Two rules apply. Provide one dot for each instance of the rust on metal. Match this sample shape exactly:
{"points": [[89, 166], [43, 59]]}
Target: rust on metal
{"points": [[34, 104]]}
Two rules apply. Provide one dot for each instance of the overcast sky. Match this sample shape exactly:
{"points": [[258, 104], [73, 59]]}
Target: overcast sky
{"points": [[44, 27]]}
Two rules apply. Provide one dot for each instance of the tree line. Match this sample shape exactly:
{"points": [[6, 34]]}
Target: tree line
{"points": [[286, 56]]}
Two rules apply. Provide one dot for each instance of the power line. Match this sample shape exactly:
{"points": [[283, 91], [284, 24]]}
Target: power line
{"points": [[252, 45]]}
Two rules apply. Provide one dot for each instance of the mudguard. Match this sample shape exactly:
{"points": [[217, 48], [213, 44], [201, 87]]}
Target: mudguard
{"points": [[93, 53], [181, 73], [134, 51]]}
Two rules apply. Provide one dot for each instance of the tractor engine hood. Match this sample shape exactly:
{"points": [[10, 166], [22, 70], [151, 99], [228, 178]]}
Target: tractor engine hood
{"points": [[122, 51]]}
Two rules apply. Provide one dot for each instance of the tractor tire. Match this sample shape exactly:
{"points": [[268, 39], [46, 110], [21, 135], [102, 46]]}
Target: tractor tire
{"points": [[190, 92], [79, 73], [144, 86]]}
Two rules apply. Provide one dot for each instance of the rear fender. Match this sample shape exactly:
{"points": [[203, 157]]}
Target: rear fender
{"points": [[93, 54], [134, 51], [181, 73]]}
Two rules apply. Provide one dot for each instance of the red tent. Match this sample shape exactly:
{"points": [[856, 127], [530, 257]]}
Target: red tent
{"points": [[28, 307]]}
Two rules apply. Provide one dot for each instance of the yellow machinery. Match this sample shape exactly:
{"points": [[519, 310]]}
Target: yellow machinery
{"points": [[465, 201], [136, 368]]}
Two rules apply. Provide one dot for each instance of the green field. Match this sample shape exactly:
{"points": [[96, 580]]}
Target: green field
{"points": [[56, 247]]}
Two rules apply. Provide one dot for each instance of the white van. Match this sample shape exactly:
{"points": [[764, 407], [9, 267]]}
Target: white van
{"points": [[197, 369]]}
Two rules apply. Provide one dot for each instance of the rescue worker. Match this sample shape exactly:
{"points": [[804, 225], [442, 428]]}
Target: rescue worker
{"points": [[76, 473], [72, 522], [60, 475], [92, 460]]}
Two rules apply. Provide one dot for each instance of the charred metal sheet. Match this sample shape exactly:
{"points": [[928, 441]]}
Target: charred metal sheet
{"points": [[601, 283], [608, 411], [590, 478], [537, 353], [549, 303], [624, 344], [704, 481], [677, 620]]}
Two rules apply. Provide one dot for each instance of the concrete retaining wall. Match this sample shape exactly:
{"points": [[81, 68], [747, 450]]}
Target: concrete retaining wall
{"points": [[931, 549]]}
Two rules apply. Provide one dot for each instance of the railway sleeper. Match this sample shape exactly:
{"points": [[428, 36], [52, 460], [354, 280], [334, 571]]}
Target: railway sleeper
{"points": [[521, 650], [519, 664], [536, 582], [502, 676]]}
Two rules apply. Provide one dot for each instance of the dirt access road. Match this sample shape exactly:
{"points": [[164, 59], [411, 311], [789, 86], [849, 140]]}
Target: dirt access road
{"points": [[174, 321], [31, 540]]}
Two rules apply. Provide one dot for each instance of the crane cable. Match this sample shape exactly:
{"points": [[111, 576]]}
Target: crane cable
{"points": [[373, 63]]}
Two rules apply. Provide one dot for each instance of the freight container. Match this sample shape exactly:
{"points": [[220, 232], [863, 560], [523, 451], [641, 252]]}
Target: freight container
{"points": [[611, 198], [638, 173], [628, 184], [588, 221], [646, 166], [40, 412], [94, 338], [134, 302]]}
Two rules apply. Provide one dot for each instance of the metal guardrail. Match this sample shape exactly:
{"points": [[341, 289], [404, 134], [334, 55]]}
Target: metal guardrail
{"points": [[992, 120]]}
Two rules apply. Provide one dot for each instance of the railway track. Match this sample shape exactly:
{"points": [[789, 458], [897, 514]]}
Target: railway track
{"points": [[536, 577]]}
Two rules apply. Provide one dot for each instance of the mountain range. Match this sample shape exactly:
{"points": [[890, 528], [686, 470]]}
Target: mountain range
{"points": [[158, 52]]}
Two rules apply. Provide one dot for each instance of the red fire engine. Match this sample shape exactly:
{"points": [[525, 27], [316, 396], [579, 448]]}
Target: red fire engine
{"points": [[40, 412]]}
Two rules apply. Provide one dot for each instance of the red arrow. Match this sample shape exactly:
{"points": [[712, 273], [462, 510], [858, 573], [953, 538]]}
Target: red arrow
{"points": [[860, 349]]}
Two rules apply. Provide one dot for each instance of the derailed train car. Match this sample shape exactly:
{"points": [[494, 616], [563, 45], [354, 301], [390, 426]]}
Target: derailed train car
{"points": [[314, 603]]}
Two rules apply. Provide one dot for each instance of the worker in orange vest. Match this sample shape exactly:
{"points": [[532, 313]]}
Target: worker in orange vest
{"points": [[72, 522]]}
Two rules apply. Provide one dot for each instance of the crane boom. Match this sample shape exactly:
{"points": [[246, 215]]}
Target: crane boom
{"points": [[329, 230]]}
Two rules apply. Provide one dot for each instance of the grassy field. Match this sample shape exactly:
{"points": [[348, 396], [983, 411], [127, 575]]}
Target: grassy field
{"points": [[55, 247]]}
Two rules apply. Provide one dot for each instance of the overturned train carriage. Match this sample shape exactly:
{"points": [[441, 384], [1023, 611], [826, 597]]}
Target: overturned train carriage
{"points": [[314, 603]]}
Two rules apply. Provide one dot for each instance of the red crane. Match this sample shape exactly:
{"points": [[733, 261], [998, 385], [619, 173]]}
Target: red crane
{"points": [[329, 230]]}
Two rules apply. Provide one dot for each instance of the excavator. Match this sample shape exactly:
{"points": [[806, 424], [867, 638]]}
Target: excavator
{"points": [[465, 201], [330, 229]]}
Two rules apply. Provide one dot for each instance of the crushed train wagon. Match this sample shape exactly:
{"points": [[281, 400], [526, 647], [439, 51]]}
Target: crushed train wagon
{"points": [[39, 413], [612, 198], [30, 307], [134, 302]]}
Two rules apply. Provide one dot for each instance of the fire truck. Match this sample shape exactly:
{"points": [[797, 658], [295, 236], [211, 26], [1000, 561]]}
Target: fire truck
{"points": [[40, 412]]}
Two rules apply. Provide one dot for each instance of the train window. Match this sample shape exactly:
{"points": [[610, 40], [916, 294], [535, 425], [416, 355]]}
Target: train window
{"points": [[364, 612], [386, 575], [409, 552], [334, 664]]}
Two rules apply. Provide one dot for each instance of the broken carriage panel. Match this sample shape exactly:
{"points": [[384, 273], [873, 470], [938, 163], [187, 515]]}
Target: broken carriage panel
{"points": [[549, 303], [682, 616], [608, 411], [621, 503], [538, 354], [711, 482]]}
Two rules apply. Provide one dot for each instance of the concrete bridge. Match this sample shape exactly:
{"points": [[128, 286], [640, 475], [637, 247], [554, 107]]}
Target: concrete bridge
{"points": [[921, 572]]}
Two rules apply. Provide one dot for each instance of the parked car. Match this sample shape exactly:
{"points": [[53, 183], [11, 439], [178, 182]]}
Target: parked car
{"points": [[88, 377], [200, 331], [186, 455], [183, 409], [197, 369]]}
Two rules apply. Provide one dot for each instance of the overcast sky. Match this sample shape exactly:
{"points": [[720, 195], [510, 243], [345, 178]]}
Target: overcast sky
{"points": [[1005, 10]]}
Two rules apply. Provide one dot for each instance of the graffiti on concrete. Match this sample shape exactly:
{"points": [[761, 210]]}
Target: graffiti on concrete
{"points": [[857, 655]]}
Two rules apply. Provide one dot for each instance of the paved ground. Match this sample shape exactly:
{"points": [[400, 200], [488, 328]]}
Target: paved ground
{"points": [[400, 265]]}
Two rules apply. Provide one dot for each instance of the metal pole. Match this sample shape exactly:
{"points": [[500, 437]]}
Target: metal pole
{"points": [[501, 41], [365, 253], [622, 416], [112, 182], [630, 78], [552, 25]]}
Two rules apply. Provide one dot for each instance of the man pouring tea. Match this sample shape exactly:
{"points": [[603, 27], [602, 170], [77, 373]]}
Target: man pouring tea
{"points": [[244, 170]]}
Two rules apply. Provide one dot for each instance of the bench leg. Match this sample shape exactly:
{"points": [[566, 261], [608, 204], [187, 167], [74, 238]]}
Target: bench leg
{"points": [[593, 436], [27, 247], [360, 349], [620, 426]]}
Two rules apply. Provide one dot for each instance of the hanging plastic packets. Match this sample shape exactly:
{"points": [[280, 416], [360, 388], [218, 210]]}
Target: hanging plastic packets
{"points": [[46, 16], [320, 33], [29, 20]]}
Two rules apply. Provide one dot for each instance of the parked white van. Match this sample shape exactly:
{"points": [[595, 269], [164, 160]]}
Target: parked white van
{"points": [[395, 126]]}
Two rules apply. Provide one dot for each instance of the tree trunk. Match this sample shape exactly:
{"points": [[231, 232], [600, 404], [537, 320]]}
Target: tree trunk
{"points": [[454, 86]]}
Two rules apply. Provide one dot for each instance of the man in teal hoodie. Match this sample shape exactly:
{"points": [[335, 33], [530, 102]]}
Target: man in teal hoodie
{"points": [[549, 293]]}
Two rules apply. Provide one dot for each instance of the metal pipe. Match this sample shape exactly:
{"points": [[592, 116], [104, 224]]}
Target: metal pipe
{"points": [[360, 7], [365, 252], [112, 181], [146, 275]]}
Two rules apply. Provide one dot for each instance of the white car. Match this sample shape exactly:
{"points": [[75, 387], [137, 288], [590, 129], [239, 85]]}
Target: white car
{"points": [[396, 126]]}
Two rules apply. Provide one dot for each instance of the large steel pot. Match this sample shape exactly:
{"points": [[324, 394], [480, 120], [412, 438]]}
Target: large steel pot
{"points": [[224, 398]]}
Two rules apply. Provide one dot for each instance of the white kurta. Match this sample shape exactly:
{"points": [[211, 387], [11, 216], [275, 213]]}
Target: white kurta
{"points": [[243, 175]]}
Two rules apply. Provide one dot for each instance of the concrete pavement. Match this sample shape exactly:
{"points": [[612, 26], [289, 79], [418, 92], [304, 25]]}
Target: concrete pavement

# # #

Retype the listing above verbatim, from the line containing "the white kurta." through its final line.

= OUTPUT FOR THIS TASK =
Two rules apply. Provide one dot for each instance of the white kurta. Match this sample shape exactly:
{"points": [[211, 387], [11, 216], [275, 213]]}
Target: white kurta
{"points": [[243, 175]]}
Two rules apply. Provide one dot for each instance of the concrete pavement. Match this sample shape exactly:
{"points": [[612, 26], [289, 79], [418, 92], [304, 25]]}
Target: concrete pavement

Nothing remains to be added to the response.